* TRECHO DA PÁGINA
Flávio Bolsonaro contava com duas liminares para suspender a apuração da suspeita de “rachadinha” nos salários de seu gabinete quando ele era deputado estadual no Rio: a primeira dada em julho pelo presidente do STF, Dias Toffoli, e depois em setembro pelo ministro Gilmar Mendes, após a defesa do parlamentar alegar que o MP do Rio não havia cumprido a determinação do Supremo e continuava investigar ele. Essas decisões podem perder a validade com a decisão do Supremo desta quinta.
O julgamento teve como pano de fundo críticas feitas a atuação desses órgãos de controle por ministros da corte e pelo próprio Jair Bolsonaro. Ele chegou a falar em “devassa fiscal” feita pela Receita contra familiares.
Toffoli informou que no início da sessão da quarta-feira da próxima semana fará a proclamação do resultado, com a fixação da tese jurídica vencedora.
Especialistas alertavam para o fato de que uma eventual restrição ao compartilhamento de informações no chamado “caso Coaf” poderia repercutir internacionalmente na avaliação do Brasil em termos de atuação na prevenção e no combate à corrupção, podendo prejudicar até a participação e o pleito do Brasil em organismos internacionais.
ACESSO
A maioria dos ministros do STF concordou em aceitar o recurso do MPF que questionava uma decisão anterior que havia anulado uma ação penal contra donos de postos de combustíveis que questionam o fato de a Receita ter repassado a procuradores, sem autorização judicial, dados bancários.

* ENTRADAS EXIBIDAS

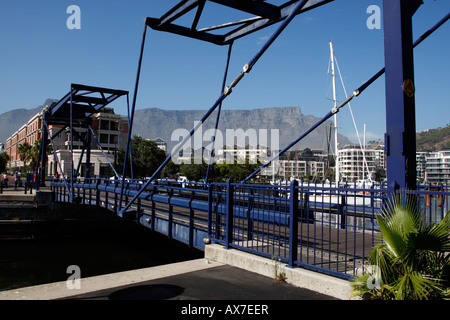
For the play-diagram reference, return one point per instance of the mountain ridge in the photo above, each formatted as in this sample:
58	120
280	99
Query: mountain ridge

...

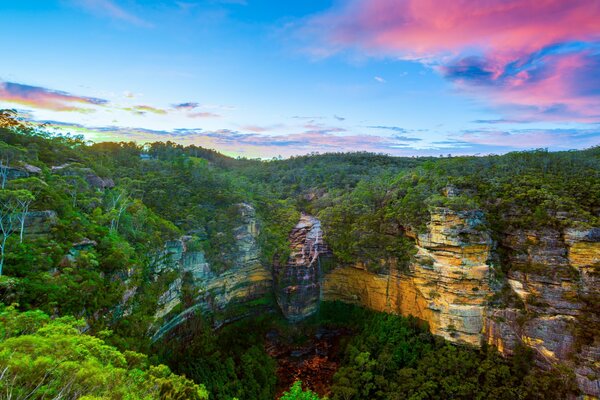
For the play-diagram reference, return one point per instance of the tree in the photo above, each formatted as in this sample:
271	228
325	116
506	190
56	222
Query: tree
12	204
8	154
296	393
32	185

* INSTRUÇÕES DA TAREFA
Transcreva literalmente, do texto sobre o julgamento no STF, tudo o que vai de "O julgamento teve" até "Receita contra familiares.".

* RESPOSTA DO EXERCÍCIO
O julgamento teve como pano de fundo críticas feitas a atuação desses órgãos de controle por ministros da corte e pelo próprio Jair Bolsonaro. Ele chegou a falar em “devassa fiscal” feita pela Receita contra familiares.